Begin Listed entries

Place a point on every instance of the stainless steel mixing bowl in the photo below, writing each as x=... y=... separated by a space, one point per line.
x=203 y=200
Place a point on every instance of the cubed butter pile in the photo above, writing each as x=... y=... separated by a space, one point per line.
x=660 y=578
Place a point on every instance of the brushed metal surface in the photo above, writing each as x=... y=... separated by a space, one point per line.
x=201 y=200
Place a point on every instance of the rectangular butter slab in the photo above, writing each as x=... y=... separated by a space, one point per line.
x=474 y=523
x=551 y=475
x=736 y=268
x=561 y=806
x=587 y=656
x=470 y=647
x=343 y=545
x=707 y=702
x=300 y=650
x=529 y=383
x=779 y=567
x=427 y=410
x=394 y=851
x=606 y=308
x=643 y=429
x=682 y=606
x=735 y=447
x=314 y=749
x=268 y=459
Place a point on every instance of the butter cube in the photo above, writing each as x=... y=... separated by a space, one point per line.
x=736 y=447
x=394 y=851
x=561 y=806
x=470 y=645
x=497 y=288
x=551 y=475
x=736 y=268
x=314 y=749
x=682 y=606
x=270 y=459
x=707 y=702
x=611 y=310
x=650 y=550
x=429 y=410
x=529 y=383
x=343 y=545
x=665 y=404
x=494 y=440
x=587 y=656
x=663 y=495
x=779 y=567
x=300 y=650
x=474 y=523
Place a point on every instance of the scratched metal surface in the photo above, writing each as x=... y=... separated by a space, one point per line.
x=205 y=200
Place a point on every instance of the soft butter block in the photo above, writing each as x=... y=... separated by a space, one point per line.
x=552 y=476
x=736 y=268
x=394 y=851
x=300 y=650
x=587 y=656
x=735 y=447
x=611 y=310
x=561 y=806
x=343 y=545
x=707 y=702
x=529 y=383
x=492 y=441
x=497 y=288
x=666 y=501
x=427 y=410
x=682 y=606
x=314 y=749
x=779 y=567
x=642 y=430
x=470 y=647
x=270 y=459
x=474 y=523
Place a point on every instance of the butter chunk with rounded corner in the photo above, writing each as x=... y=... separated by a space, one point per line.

End Listed entries

Convert the material above into a Markdown table with the columns Row and Text. Number each line and omit any blank lines.

* **Finished exercise**
| Row | Text |
|---|---|
| 1 | Place a point on every instance of the stainless steel mixing bowl in the photo below, writing each as x=... y=... separated by a space, one point per line. |
| 2 | x=203 y=200 |
| 3 | Place a point on every instance of the cubed butter pile in the photo above, writing each as x=... y=... separated by a space, one point per line. |
| 4 | x=660 y=578 |
| 5 | Place a point on every instance of the brushed metal surface in the photo above, writing each as x=... y=... separated by a space, one point per line. |
| 6 | x=201 y=200 |
| 7 | Place a point on every instance of the rectangular butter slab in the photo above, writing each as x=... y=... separated by a space, one point per line. |
| 8 | x=474 y=523 |
| 9 | x=551 y=475 |
| 10 | x=736 y=268 |
| 11 | x=561 y=806 |
| 12 | x=587 y=656 |
| 13 | x=470 y=647 |
| 14 | x=343 y=545 |
| 15 | x=707 y=702 |
| 16 | x=300 y=650 |
| 17 | x=529 y=383 |
| 18 | x=779 y=567 |
| 19 | x=427 y=410 |
| 20 | x=394 y=851 |
| 21 | x=606 y=308 |
| 22 | x=643 y=429 |
| 23 | x=682 y=606 |
| 24 | x=735 y=447 |
| 25 | x=314 y=749 |
| 26 | x=268 y=459 |
| 27 | Place a point on every instance of the butter cube in the photo above, writing each as x=... y=... separated by a space, one point per line. |
| 28 | x=736 y=447 |
| 29 | x=394 y=851 |
| 30 | x=561 y=806 |
| 31 | x=470 y=645 |
| 32 | x=497 y=288 |
| 33 | x=551 y=475 |
| 34 | x=736 y=268 |
| 35 | x=314 y=749 |
| 36 | x=682 y=606 |
| 37 | x=270 y=459 |
| 38 | x=707 y=702 |
| 39 | x=611 y=310 |
| 40 | x=650 y=550 |
| 41 | x=429 y=410 |
| 42 | x=529 y=383 |
| 43 | x=343 y=545 |
| 44 | x=665 y=404 |
| 45 | x=494 y=440 |
| 46 | x=587 y=656 |
| 47 | x=663 y=495 |
| 48 | x=779 y=567 |
| 49 | x=300 y=650 |
| 50 | x=474 y=523 |
| 51 | Place a point on every instance of the scratched metal surface in the photo above, writing each as x=... y=... separated by a space, one point per line. |
| 52 | x=205 y=200 |
| 53 | Place a point on every instance of the soft butter block in the photo above, writing each as x=... y=... separated by a space, one point per line. |
| 54 | x=552 y=476 |
| 55 | x=736 y=268 |
| 56 | x=394 y=851 |
| 57 | x=300 y=650 |
| 58 | x=587 y=656 |
| 59 | x=735 y=447 |
| 60 | x=611 y=310 |
| 61 | x=561 y=806 |
| 62 | x=343 y=545 |
| 63 | x=707 y=702 |
| 64 | x=529 y=383 |
| 65 | x=492 y=441 |
| 66 | x=497 y=288 |
| 67 | x=666 y=501 |
| 68 | x=427 y=410 |
| 69 | x=682 y=606 |
| 70 | x=314 y=749 |
| 71 | x=779 y=567 |
| 72 | x=642 y=430 |
| 73 | x=470 y=647 |
| 74 | x=270 y=459 |
| 75 | x=474 y=523 |
| 76 | Place a point on every instance of the butter chunk with rounded corner in the photo above, writing each as x=... y=... separated by a space, one point per line. |